> _Material shown_

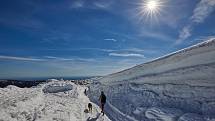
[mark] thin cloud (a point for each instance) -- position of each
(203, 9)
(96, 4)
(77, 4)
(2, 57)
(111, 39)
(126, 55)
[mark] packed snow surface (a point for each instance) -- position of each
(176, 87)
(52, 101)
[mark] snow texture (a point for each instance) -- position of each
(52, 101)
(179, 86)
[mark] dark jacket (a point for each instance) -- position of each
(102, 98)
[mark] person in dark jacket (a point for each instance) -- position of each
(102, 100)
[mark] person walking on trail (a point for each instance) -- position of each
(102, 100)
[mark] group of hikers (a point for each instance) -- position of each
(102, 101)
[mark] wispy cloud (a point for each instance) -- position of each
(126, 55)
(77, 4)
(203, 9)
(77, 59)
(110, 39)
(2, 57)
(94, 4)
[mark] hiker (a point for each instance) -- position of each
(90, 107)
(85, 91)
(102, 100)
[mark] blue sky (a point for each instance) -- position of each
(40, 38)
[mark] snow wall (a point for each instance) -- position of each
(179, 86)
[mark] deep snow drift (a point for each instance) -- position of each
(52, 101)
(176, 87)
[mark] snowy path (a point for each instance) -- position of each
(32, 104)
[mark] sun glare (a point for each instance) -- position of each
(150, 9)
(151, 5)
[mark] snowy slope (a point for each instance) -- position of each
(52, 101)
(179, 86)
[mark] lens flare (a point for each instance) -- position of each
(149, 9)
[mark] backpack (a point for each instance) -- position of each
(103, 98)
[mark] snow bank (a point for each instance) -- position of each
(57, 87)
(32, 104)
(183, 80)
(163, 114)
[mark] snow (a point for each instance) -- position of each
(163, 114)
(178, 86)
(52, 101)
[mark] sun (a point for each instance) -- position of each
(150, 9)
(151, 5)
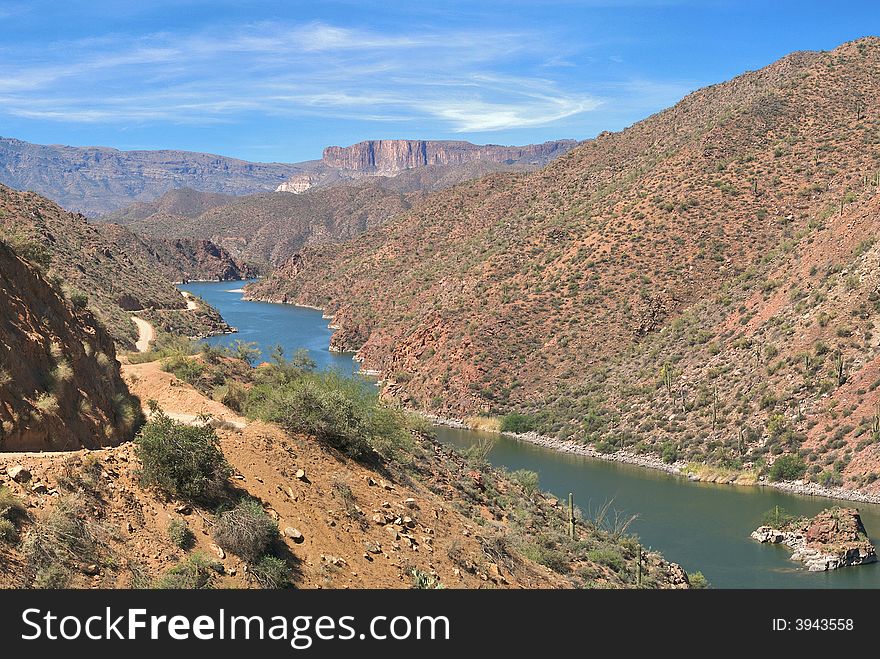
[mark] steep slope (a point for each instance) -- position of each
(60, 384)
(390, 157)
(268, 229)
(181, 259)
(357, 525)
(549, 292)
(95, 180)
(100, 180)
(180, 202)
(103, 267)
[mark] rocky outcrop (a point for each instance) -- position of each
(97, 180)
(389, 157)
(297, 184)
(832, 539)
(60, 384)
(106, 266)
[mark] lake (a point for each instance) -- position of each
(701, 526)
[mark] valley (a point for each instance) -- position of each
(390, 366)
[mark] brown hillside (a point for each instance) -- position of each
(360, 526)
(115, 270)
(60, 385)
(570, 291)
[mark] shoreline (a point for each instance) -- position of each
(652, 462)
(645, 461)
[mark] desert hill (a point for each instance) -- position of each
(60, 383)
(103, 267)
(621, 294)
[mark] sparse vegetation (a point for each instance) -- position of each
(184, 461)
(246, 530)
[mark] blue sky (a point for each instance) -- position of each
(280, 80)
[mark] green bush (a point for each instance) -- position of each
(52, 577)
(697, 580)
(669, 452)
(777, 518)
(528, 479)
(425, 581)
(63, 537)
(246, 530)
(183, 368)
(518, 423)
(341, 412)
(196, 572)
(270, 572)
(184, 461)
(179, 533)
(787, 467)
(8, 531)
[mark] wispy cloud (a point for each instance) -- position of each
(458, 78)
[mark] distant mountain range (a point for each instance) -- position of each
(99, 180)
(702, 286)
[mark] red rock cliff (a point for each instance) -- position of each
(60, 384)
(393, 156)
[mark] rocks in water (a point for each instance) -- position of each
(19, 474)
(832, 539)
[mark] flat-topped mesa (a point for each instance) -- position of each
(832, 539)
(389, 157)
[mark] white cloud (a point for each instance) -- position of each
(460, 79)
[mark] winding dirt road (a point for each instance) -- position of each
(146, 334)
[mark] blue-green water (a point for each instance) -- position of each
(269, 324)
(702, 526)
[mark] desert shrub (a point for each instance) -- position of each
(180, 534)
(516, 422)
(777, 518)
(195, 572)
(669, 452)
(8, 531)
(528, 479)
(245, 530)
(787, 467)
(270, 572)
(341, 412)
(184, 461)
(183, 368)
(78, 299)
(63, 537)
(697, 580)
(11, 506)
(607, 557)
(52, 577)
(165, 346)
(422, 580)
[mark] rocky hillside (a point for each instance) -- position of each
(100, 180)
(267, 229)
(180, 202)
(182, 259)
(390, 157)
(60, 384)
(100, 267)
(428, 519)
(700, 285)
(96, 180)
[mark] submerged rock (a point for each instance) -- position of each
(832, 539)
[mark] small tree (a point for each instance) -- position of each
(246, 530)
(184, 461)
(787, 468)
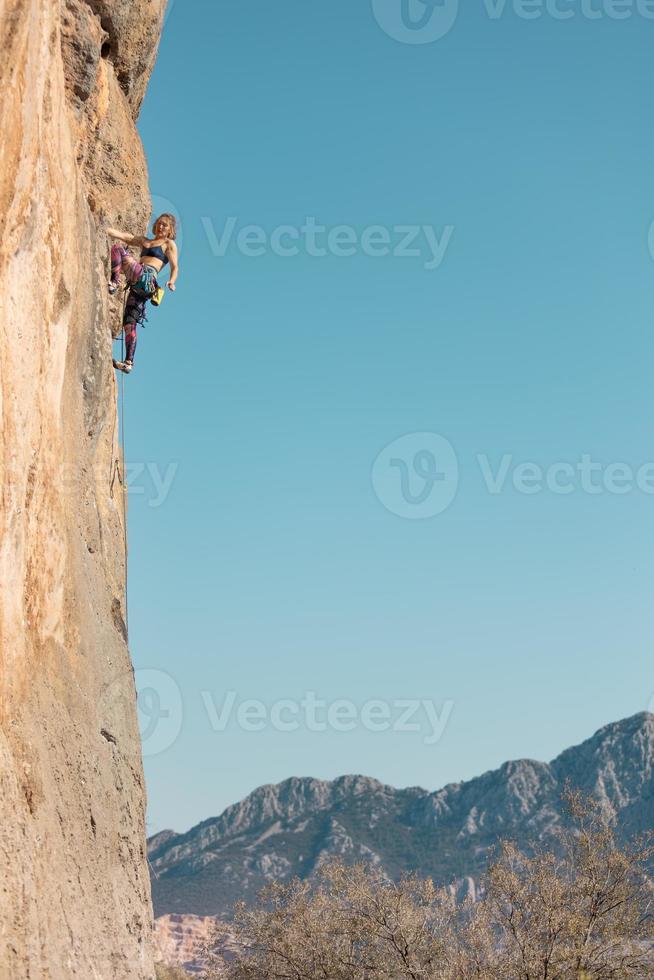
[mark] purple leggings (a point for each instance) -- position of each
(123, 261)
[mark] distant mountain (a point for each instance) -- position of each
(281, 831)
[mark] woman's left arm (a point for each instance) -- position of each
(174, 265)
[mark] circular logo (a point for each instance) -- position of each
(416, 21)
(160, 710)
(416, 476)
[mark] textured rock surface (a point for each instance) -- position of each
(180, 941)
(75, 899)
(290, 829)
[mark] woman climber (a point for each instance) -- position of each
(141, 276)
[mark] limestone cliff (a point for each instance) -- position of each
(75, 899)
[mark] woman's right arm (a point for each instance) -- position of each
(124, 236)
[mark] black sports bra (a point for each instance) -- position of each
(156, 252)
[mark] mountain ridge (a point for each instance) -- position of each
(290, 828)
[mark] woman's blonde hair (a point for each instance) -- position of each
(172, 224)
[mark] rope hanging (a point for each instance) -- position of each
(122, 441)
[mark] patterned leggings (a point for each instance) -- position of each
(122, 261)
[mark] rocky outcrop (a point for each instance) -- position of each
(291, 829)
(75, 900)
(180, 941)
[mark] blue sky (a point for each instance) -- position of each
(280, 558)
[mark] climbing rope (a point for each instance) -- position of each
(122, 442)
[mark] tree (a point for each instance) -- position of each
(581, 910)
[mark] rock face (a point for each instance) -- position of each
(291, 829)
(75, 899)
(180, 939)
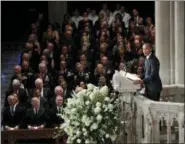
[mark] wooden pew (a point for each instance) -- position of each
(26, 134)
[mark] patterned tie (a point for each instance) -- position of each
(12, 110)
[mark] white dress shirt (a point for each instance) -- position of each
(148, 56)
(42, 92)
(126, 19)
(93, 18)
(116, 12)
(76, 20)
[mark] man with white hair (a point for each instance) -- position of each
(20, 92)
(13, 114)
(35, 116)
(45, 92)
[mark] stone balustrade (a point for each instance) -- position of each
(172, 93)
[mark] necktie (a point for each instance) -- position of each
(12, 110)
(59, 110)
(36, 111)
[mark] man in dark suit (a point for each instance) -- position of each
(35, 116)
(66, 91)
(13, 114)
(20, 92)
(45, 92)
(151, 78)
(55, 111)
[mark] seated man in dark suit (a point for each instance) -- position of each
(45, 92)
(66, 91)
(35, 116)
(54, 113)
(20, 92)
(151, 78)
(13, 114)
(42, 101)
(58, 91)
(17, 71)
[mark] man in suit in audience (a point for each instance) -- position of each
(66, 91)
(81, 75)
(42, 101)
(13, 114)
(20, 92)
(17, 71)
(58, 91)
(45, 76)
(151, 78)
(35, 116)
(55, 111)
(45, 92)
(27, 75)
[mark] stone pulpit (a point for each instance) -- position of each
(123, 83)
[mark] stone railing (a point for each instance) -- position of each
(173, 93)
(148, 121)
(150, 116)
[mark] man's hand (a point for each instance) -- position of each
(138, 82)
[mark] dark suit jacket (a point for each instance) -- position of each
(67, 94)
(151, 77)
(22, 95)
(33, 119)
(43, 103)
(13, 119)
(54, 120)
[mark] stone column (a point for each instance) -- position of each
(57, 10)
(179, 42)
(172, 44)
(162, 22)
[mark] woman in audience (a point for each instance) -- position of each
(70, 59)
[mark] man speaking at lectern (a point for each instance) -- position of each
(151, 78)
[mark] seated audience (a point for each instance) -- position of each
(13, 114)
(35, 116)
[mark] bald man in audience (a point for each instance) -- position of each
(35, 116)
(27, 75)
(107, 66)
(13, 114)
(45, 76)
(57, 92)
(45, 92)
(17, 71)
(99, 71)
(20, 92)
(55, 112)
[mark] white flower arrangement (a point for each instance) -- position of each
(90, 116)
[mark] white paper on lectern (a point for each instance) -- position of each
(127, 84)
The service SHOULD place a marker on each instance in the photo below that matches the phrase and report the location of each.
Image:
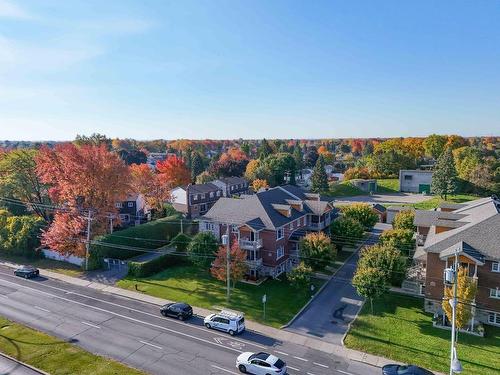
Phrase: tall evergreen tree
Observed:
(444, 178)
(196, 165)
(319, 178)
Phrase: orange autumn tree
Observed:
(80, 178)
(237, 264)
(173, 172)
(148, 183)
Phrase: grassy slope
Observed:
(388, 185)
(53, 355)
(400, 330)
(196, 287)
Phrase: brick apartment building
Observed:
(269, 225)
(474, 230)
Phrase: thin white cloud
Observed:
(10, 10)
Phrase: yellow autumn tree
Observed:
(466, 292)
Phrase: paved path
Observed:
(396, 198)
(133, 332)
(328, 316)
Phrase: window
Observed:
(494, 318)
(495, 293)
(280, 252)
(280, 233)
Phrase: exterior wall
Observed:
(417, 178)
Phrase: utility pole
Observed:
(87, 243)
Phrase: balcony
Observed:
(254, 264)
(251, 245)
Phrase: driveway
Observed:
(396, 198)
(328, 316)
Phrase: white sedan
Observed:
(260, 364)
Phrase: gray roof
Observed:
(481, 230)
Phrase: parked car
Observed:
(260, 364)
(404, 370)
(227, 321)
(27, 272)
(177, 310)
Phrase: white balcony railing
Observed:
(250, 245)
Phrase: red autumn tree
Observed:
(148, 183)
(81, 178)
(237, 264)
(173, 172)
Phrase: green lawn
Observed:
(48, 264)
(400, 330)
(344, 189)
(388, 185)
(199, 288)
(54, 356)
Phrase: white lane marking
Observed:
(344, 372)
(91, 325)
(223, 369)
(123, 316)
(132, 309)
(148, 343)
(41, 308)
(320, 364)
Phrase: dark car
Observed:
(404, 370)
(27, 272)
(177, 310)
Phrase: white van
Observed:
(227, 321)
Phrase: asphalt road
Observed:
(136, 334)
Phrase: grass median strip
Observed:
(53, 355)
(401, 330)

> _Your task_
Reproduce exactly the lines that run from the line holding "[mark] bald man" through the final line of the entries, and omit every picture.

> _Response for this exercise_
[mark] bald man in audience (a point for each instance) -- position of each
(35, 116)
(27, 75)
(107, 66)
(13, 114)
(45, 76)
(57, 92)
(45, 92)
(17, 71)
(99, 71)
(20, 92)
(55, 112)
[mark] white flower arrangement (a point for each instance) -- position of each
(90, 116)
[mark] white paper on lectern (a point for each instance) -- position of each
(127, 84)
The service SHOULD place a marker on each instance in the photo below that matches the phrase and report the location of each.
Image:
Phrase: tall evergreen tree
Observed:
(444, 178)
(196, 165)
(319, 178)
Phrase: orange autumn tree
Observed:
(80, 178)
(237, 264)
(173, 172)
(148, 183)
Phrase: grassy slope
Observed:
(388, 185)
(53, 355)
(400, 330)
(196, 287)
Phrase: brick apartment building
Observed:
(269, 225)
(474, 230)
Phrase: thin white cloud
Observed:
(10, 10)
Phrase: yellow autumn tree
Observed:
(466, 292)
Phrase: paved path
Observed:
(396, 198)
(133, 332)
(328, 316)
Phrase: window
Observed:
(494, 318)
(495, 293)
(280, 252)
(280, 233)
Phrase: exterior wall
Observed:
(417, 178)
Phrase: utility pole
Observed:
(87, 243)
Phrase: balcony
Observed:
(254, 264)
(251, 245)
Phrase: driveway
Observed:
(396, 198)
(328, 316)
Phrase: white sedan
Observed:
(260, 364)
Phrase: gray roof
Observed:
(481, 230)
Phrase: parked car
Observed:
(260, 364)
(404, 370)
(227, 321)
(27, 272)
(177, 310)
Phrase: white balcony railing
Observed:
(250, 245)
Phrase: red autumn tree
Observed:
(148, 183)
(81, 178)
(237, 264)
(173, 172)
Phrase: green lawn
Observed:
(48, 264)
(400, 330)
(344, 189)
(388, 185)
(199, 288)
(54, 356)
Phrase: white lane marking
Observed:
(344, 372)
(91, 325)
(223, 369)
(123, 316)
(132, 309)
(148, 343)
(41, 308)
(320, 364)
Phrase: dark car
Observed:
(404, 370)
(27, 272)
(177, 310)
Phrase: white van
Observed:
(227, 321)
Phrase: asphalt road
Observed:
(136, 334)
Phrase: grass median strip
Observed:
(53, 355)
(401, 330)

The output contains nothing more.